PROBLEM DESCRIPTION:
Rewrite the items below as a JSON list of strings, one string per line and no blank lines, starting with the line that contains "cloud in the photo above." and continuing up to and including the final line of the items.

[Extracted data entries]
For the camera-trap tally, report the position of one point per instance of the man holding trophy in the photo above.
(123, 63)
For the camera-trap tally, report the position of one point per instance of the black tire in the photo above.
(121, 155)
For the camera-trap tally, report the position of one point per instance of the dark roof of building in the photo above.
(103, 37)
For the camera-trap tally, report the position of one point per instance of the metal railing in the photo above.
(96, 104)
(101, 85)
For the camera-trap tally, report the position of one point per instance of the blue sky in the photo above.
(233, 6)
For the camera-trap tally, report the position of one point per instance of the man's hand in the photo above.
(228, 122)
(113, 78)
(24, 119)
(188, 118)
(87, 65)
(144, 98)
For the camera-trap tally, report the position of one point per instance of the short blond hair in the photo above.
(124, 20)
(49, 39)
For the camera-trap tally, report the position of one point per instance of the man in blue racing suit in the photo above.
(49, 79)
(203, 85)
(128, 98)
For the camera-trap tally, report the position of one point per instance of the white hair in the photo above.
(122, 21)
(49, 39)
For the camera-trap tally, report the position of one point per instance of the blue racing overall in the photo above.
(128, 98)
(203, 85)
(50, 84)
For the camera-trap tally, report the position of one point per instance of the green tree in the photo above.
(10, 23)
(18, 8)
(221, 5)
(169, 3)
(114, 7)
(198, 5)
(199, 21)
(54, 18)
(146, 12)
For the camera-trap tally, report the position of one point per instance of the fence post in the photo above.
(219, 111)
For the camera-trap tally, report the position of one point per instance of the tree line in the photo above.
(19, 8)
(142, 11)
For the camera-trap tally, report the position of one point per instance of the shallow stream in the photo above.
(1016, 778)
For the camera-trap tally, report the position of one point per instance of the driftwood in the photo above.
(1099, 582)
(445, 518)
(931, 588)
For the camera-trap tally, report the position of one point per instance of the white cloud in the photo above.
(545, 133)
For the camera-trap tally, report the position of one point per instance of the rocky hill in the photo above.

REPLY:
[
  "For the camera-trap tally, report the position of one point per instance of the white cloud in the photo above.",
  "(545, 133)",
  "For the camera-trap tally, report the position of one point per instance of the rocky hill in the photo above."
]